>> start DATA RECORDS
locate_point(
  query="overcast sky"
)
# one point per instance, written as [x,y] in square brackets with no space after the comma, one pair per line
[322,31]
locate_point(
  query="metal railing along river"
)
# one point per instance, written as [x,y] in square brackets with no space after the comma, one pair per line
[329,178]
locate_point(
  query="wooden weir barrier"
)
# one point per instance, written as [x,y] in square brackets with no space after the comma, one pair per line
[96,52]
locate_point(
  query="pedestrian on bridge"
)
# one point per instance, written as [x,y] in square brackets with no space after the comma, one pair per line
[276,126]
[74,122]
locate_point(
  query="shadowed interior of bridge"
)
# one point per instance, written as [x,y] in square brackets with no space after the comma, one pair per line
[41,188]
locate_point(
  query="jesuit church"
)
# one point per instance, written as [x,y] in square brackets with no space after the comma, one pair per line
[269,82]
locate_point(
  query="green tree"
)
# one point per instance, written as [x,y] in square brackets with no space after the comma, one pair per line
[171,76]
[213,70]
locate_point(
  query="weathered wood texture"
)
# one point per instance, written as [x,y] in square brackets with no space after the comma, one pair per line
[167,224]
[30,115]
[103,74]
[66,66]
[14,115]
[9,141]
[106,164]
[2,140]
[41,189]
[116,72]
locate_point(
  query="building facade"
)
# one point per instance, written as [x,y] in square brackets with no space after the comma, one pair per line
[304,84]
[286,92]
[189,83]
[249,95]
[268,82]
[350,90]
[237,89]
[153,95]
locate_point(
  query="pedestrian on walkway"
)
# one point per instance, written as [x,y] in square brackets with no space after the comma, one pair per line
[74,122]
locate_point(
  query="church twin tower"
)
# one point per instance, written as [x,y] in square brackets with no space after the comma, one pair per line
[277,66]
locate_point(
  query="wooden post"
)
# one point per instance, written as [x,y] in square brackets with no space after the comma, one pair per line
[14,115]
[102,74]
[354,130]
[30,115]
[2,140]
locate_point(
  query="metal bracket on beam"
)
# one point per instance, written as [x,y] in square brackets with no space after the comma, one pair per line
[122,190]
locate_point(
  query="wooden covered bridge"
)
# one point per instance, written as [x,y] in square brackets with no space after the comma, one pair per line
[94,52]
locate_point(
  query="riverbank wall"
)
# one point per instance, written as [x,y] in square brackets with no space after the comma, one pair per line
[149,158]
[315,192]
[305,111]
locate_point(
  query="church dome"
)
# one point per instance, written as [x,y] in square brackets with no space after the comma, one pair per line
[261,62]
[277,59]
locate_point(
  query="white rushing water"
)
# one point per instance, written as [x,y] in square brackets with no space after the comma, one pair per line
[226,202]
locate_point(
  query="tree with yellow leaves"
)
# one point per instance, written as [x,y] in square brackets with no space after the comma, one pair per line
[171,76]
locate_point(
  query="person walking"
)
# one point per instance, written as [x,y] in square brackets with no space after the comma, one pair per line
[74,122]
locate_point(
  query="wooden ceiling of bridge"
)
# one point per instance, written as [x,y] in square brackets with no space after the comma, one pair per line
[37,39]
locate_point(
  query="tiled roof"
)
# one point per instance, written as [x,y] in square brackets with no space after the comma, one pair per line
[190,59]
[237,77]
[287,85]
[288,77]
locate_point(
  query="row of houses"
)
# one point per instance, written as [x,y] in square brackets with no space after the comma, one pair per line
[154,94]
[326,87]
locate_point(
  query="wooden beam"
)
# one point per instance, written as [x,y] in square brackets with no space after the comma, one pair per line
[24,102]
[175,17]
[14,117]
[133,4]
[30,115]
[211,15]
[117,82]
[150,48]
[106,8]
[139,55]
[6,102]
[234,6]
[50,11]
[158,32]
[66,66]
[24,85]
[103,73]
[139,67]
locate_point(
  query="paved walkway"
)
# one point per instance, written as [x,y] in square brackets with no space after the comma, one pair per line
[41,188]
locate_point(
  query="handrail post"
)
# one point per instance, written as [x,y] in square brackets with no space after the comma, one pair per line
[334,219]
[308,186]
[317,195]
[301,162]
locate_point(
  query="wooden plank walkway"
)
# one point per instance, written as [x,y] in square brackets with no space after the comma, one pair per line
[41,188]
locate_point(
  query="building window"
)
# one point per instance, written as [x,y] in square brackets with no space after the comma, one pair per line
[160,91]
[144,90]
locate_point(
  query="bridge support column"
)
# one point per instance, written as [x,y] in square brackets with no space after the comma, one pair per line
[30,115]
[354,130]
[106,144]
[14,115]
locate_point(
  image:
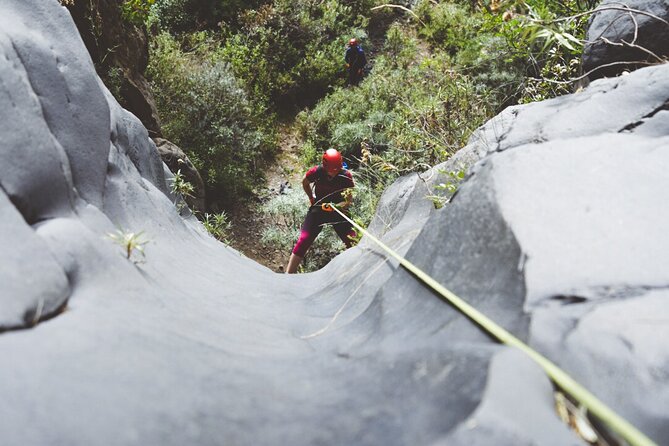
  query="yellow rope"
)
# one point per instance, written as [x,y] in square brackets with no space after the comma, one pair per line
[559,376]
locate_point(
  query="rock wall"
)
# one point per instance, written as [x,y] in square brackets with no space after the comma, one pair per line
[626,36]
[558,233]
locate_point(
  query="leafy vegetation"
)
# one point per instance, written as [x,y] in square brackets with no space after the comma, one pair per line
[218,225]
[223,71]
[206,112]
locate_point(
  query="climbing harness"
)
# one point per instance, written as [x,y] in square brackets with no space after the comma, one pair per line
[559,376]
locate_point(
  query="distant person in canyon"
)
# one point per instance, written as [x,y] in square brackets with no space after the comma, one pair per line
[355,61]
[331,180]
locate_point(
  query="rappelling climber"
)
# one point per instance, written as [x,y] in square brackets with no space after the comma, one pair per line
[355,61]
[332,183]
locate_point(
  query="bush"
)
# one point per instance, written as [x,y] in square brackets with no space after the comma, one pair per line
[409,113]
[290,53]
[187,16]
[206,112]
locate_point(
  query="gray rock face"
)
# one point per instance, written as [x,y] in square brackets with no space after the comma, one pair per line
[626,36]
[558,233]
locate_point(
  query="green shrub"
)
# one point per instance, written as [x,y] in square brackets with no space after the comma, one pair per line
[185,16]
[290,53]
[218,225]
[408,114]
[206,112]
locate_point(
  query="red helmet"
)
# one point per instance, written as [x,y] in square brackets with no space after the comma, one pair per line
[332,161]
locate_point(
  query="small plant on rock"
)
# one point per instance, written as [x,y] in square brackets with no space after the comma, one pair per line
[131,242]
[181,187]
[218,225]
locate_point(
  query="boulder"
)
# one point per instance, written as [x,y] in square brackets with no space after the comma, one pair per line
[626,36]
[120,51]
>> end DATA RECORDS
DIRECTIONS: Please return each line of the data above that contains the word "pedestrian".

THE RESULT:
  query="pedestrian on bridge"
  query="pedestrian on walkway"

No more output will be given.